*What the exercise asks:* Please give, exactly as they appear below, the line with "Could you point to the sparse" and every line after it through the final one, and nothing else.

*Material supplied:*
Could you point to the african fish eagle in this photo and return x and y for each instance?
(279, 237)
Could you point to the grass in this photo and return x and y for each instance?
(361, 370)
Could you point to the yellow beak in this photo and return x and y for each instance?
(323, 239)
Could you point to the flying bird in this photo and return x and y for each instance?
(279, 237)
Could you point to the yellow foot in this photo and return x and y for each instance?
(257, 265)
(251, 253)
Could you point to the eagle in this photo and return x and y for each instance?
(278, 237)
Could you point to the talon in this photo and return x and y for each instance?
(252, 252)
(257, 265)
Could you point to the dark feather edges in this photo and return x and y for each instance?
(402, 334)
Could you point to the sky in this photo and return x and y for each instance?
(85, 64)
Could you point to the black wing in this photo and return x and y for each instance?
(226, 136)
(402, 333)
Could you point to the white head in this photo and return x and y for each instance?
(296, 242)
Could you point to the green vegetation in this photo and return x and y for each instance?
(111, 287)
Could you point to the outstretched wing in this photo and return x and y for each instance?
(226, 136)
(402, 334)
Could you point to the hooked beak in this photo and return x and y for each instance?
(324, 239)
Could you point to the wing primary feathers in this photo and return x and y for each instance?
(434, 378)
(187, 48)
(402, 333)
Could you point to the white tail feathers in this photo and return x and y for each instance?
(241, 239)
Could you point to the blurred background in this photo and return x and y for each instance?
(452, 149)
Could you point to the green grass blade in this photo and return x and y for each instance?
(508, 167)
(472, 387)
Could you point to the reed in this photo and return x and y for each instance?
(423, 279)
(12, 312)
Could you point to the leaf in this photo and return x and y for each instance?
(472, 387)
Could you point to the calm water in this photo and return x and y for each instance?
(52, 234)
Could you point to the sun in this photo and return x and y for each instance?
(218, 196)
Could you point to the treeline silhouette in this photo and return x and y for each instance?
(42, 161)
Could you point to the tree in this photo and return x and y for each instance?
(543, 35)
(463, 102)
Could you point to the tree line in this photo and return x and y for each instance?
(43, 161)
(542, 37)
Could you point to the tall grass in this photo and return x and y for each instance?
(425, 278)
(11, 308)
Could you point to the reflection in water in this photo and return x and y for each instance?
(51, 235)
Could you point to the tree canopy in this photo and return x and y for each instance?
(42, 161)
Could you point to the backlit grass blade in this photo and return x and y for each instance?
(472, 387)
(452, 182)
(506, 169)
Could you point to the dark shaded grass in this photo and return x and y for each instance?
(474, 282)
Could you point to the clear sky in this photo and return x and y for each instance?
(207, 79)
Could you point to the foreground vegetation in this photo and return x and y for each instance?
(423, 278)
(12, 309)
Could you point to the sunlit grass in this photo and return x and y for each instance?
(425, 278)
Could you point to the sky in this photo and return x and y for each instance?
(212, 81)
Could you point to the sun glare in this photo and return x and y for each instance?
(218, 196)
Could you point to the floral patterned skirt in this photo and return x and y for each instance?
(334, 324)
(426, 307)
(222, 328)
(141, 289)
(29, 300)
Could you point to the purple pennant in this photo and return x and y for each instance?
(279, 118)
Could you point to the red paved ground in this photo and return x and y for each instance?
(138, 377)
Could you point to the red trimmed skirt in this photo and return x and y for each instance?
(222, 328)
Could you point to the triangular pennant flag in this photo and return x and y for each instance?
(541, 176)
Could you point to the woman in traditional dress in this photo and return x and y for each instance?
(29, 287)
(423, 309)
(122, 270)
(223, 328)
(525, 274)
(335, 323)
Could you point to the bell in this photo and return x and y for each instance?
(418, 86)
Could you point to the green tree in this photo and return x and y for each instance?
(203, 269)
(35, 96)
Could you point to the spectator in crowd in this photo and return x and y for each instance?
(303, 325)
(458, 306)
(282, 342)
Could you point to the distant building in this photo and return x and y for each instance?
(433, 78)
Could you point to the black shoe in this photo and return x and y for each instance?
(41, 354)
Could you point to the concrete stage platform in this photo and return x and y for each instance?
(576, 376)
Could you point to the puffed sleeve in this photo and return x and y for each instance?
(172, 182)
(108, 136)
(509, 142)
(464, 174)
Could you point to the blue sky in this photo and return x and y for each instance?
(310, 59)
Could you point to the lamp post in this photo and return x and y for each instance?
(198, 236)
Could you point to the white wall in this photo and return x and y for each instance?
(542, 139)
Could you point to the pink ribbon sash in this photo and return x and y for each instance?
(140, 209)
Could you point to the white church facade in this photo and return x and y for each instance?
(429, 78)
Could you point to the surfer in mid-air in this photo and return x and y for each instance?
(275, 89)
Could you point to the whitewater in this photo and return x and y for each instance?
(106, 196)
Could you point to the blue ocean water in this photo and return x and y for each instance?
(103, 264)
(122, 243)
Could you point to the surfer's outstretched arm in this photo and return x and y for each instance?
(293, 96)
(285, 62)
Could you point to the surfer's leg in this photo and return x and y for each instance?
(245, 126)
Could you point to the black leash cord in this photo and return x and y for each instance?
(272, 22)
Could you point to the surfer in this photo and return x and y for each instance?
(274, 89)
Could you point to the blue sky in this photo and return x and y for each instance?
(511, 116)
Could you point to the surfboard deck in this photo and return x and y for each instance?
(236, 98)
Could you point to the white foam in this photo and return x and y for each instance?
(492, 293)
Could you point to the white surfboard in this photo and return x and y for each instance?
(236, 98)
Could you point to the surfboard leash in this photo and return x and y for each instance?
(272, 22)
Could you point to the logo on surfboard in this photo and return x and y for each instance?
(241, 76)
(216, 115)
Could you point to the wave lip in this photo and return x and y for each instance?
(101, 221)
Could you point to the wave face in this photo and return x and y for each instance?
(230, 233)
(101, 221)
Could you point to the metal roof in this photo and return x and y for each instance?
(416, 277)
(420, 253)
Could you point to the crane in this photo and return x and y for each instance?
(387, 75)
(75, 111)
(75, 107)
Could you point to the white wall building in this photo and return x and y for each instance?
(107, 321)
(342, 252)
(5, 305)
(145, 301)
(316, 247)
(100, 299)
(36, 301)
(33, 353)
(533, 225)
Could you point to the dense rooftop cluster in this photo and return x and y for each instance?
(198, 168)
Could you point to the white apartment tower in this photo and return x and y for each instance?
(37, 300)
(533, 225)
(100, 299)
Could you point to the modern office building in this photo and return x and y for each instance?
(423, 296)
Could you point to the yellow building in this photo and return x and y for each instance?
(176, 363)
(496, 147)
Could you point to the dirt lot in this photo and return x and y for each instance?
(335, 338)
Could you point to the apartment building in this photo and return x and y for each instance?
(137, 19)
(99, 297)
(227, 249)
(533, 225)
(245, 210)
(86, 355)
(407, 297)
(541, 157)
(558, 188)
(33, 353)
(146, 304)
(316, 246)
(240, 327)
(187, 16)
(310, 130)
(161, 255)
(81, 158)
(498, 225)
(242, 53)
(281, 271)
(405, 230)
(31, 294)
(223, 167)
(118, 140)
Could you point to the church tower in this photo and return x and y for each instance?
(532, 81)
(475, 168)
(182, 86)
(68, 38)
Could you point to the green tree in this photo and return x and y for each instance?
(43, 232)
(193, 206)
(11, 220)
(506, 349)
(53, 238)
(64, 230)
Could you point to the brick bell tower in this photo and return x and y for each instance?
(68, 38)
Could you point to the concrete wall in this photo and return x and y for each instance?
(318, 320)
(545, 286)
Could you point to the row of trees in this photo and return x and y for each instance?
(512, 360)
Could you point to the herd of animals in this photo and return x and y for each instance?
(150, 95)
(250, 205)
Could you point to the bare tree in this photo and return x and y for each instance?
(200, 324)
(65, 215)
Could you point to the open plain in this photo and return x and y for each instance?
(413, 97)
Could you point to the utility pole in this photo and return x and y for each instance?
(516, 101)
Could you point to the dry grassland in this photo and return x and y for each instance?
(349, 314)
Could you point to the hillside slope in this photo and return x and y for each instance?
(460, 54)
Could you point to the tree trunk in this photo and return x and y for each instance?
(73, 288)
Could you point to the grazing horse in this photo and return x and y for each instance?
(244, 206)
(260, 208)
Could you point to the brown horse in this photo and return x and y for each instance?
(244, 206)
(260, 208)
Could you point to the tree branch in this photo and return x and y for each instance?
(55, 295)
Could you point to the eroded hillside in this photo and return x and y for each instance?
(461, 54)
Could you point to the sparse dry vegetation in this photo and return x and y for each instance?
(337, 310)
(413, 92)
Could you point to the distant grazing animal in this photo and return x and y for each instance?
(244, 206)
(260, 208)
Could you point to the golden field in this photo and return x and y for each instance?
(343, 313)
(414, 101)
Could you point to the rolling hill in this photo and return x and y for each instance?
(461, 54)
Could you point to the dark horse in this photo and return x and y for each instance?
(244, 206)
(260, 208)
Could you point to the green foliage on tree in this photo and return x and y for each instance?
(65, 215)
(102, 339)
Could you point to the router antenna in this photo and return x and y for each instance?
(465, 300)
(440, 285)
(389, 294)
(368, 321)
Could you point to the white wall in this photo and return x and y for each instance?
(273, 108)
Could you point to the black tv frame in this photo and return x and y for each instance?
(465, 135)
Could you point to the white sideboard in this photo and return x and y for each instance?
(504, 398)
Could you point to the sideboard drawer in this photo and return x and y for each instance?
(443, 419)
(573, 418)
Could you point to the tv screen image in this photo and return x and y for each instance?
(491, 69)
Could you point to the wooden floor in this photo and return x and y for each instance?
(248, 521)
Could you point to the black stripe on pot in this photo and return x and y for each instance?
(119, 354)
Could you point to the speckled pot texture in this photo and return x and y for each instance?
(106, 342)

*Response to this task:*
Could you point to the sparse dry vegetation in this photo and return x and y for each instance?
(337, 310)
(413, 92)
Could you point to the distant grazing animal in this photo and return x and y for each instance?
(244, 206)
(260, 208)
Could you point to the golden field in this photo and return x and y for each instance?
(343, 313)
(414, 101)
Could you point to the rolling hill in this photo and return x and y for each instance?
(461, 54)
Could you point to the dark horse in this photo and return x and y for each instance?
(244, 206)
(260, 208)
Could you point to the green foliage on tree in this photo and return x and y for each instance?
(65, 215)
(102, 339)
Could you point to the router antenna in this photo and return x and y for each instance?
(465, 300)
(440, 285)
(389, 294)
(368, 321)
Could you point to the white wall in this photo and return x and y for each instance?
(273, 108)
Could you point to the black tv frame in this photo and return x and y for each instance?
(465, 135)
Could you point to the white sideboard in this photo and return x and y for each instance?
(504, 398)
Could you point to the sideboard drawer in this photo and return x and y for each instance?
(443, 419)
(573, 418)
Could you point to the tv screen image in this photo and return x and y for each instance?
(491, 69)
Could you point to the wooden floor in this photo and return x and y for each instance?
(248, 521)
Could you point to the black stripe on pot in this photo and return x and y for each instance?
(119, 354)
Could you point to the speckled pot texture in this photo and return x and y for each instance?
(106, 342)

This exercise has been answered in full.